Exercise task:
Count the lines below that contain the string "panel", and give only that number.
|---|
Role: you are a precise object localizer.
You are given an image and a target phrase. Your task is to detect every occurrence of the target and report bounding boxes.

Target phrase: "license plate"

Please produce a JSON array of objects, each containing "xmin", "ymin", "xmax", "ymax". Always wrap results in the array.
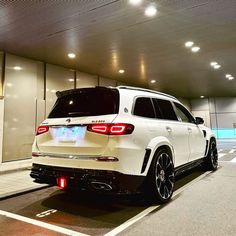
[{"xmin": 50, "ymin": 126, "xmax": 86, "ymax": 142}]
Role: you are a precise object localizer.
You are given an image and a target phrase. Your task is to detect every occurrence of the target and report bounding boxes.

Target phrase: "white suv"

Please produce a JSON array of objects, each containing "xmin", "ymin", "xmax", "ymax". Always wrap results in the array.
[{"xmin": 31, "ymin": 86, "xmax": 218, "ymax": 203}]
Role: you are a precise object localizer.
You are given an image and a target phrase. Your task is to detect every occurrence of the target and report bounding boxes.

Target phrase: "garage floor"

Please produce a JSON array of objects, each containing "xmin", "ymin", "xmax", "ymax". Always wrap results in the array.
[{"xmin": 0, "ymin": 141, "xmax": 236, "ymax": 236}]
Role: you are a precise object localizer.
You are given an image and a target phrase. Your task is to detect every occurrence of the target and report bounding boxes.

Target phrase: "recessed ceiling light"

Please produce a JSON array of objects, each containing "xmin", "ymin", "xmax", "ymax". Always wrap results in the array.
[
  {"xmin": 145, "ymin": 6, "xmax": 157, "ymax": 17},
  {"xmin": 191, "ymin": 47, "xmax": 200, "ymax": 52},
  {"xmin": 13, "ymin": 66, "xmax": 22, "ymax": 70},
  {"xmin": 67, "ymin": 53, "xmax": 76, "ymax": 59},
  {"xmin": 185, "ymin": 41, "xmax": 194, "ymax": 48},
  {"xmin": 210, "ymin": 61, "xmax": 218, "ymax": 66},
  {"xmin": 213, "ymin": 64, "xmax": 221, "ymax": 70},
  {"xmin": 129, "ymin": 0, "xmax": 142, "ymax": 6},
  {"xmin": 119, "ymin": 69, "xmax": 125, "ymax": 74}
]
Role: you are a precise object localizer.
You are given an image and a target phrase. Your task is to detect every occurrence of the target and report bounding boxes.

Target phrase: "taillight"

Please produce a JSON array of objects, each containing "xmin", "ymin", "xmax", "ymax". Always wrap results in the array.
[
  {"xmin": 87, "ymin": 123, "xmax": 134, "ymax": 135},
  {"xmin": 36, "ymin": 125, "xmax": 49, "ymax": 135},
  {"xmin": 57, "ymin": 177, "xmax": 67, "ymax": 189}
]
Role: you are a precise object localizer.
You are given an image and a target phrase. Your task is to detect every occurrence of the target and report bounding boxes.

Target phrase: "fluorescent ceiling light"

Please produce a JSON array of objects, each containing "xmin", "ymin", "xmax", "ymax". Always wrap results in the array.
[
  {"xmin": 13, "ymin": 66, "xmax": 22, "ymax": 70},
  {"xmin": 185, "ymin": 41, "xmax": 194, "ymax": 48},
  {"xmin": 129, "ymin": 0, "xmax": 142, "ymax": 6},
  {"xmin": 145, "ymin": 6, "xmax": 157, "ymax": 17},
  {"xmin": 213, "ymin": 64, "xmax": 221, "ymax": 70},
  {"xmin": 119, "ymin": 69, "xmax": 125, "ymax": 74},
  {"xmin": 67, "ymin": 53, "xmax": 76, "ymax": 59},
  {"xmin": 191, "ymin": 47, "xmax": 200, "ymax": 52},
  {"xmin": 210, "ymin": 61, "xmax": 218, "ymax": 66}
]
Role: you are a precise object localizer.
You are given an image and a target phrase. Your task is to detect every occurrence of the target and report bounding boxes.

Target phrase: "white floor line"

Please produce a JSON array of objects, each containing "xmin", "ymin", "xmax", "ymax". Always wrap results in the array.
[
  {"xmin": 218, "ymin": 153, "xmax": 226, "ymax": 159},
  {"xmin": 230, "ymin": 157, "xmax": 236, "ymax": 163},
  {"xmin": 104, "ymin": 171, "xmax": 210, "ymax": 236},
  {"xmin": 0, "ymin": 210, "xmax": 87, "ymax": 236},
  {"xmin": 229, "ymin": 149, "xmax": 235, "ymax": 154}
]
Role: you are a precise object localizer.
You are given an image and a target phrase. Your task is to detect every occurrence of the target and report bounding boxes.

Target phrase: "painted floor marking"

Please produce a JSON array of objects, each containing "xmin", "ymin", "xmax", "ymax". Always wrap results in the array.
[
  {"xmin": 104, "ymin": 171, "xmax": 211, "ymax": 236},
  {"xmin": 229, "ymin": 149, "xmax": 235, "ymax": 154},
  {"xmin": 0, "ymin": 210, "xmax": 88, "ymax": 236},
  {"xmin": 230, "ymin": 157, "xmax": 236, "ymax": 163},
  {"xmin": 218, "ymin": 153, "xmax": 226, "ymax": 159},
  {"xmin": 36, "ymin": 209, "xmax": 57, "ymax": 218}
]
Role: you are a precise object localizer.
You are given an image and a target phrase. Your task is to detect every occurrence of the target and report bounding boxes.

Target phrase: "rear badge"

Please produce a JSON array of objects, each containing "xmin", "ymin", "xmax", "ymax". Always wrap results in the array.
[{"xmin": 66, "ymin": 118, "xmax": 71, "ymax": 123}]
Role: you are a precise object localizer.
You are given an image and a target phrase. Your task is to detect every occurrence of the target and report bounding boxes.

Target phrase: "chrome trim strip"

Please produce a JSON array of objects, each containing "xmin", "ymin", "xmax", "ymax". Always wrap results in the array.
[{"xmin": 34, "ymin": 152, "xmax": 119, "ymax": 162}]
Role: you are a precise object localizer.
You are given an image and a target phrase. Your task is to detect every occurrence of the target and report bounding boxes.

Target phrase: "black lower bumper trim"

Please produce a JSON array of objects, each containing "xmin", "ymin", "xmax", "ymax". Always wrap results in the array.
[{"xmin": 30, "ymin": 164, "xmax": 145, "ymax": 193}]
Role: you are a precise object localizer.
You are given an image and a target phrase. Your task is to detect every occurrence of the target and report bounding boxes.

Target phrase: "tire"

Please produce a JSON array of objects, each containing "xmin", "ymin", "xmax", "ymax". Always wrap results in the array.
[
  {"xmin": 146, "ymin": 148, "xmax": 175, "ymax": 203},
  {"xmin": 205, "ymin": 139, "xmax": 218, "ymax": 171}
]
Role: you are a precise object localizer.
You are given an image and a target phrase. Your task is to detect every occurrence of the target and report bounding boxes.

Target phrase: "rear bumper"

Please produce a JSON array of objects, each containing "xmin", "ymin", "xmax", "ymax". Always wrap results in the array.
[{"xmin": 30, "ymin": 164, "xmax": 145, "ymax": 193}]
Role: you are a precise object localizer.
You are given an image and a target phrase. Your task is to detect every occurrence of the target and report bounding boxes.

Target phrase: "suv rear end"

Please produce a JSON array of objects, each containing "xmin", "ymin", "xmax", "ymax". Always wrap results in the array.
[{"xmin": 31, "ymin": 87, "xmax": 147, "ymax": 193}]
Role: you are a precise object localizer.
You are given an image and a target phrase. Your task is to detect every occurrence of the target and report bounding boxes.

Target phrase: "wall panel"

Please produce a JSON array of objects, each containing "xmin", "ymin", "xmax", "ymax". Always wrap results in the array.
[{"xmin": 3, "ymin": 54, "xmax": 43, "ymax": 162}]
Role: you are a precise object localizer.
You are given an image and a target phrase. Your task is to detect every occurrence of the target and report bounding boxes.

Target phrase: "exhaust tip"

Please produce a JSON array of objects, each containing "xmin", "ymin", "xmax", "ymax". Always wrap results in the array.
[{"xmin": 90, "ymin": 181, "xmax": 112, "ymax": 191}]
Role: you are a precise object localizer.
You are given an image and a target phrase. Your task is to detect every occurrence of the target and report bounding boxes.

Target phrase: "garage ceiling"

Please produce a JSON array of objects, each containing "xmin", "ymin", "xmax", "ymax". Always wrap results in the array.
[{"xmin": 0, "ymin": 0, "xmax": 236, "ymax": 98}]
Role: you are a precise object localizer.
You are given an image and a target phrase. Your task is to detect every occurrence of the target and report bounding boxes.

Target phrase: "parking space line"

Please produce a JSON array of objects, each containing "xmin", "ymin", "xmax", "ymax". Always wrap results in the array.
[
  {"xmin": 0, "ymin": 210, "xmax": 88, "ymax": 236},
  {"xmin": 230, "ymin": 157, "xmax": 236, "ymax": 163},
  {"xmin": 104, "ymin": 171, "xmax": 211, "ymax": 236}
]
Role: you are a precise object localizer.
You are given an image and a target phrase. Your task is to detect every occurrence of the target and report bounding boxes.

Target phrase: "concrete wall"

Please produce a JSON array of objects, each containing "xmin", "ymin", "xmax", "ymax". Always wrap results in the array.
[{"xmin": 191, "ymin": 98, "xmax": 236, "ymax": 138}]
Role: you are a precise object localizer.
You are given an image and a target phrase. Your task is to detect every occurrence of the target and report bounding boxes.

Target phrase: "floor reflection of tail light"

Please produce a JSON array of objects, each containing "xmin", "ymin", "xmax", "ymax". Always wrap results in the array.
[{"xmin": 57, "ymin": 177, "xmax": 67, "ymax": 189}]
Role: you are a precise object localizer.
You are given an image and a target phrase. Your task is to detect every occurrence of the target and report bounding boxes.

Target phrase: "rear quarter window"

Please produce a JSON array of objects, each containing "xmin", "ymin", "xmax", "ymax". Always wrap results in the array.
[{"xmin": 48, "ymin": 87, "xmax": 119, "ymax": 118}]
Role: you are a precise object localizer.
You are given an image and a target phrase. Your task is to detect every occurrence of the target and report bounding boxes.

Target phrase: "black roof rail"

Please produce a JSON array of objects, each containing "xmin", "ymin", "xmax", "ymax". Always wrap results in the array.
[{"xmin": 116, "ymin": 85, "xmax": 178, "ymax": 100}]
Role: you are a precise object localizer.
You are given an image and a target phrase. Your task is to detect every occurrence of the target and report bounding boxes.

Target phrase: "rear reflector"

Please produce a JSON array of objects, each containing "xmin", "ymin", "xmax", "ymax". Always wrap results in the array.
[
  {"xmin": 36, "ymin": 125, "xmax": 49, "ymax": 135},
  {"xmin": 57, "ymin": 177, "xmax": 67, "ymax": 189},
  {"xmin": 87, "ymin": 123, "xmax": 134, "ymax": 135}
]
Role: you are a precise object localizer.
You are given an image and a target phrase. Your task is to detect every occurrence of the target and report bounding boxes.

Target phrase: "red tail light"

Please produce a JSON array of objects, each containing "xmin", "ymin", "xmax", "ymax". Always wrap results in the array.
[
  {"xmin": 57, "ymin": 177, "xmax": 67, "ymax": 189},
  {"xmin": 87, "ymin": 123, "xmax": 134, "ymax": 135},
  {"xmin": 36, "ymin": 125, "xmax": 49, "ymax": 135}
]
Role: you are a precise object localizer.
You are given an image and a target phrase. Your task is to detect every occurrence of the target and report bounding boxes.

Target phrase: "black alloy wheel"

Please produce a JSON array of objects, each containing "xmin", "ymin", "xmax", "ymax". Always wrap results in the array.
[
  {"xmin": 148, "ymin": 149, "xmax": 175, "ymax": 203},
  {"xmin": 206, "ymin": 140, "xmax": 218, "ymax": 170}
]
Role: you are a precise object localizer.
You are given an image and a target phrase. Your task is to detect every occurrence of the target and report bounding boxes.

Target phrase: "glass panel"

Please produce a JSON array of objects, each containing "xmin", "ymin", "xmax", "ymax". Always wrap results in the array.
[
  {"xmin": 134, "ymin": 98, "xmax": 155, "ymax": 118},
  {"xmin": 49, "ymin": 88, "xmax": 119, "ymax": 118},
  {"xmin": 76, "ymin": 71, "xmax": 98, "ymax": 88},
  {"xmin": 46, "ymin": 65, "xmax": 74, "ymax": 116},
  {"xmin": 154, "ymin": 99, "xmax": 178, "ymax": 120},
  {"xmin": 3, "ymin": 54, "xmax": 43, "ymax": 162}
]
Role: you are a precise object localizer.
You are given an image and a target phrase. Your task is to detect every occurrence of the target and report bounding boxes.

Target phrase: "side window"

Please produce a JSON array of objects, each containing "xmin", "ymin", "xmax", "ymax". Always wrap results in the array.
[
  {"xmin": 153, "ymin": 99, "xmax": 178, "ymax": 120},
  {"xmin": 174, "ymin": 103, "xmax": 195, "ymax": 123},
  {"xmin": 134, "ymin": 97, "xmax": 155, "ymax": 118}
]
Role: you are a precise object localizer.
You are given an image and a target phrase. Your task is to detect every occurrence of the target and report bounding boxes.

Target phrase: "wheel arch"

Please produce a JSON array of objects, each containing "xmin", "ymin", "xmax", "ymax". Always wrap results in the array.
[{"xmin": 144, "ymin": 137, "xmax": 175, "ymax": 175}]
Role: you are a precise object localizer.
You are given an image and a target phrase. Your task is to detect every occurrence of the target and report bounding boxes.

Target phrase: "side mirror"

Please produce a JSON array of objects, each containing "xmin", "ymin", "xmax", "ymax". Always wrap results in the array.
[{"xmin": 196, "ymin": 117, "xmax": 204, "ymax": 125}]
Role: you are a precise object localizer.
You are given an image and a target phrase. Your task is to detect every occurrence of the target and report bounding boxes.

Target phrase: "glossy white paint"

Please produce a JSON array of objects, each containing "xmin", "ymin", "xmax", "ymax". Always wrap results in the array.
[{"xmin": 33, "ymin": 88, "xmax": 213, "ymax": 175}]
|---|
Solution to the exercise:
2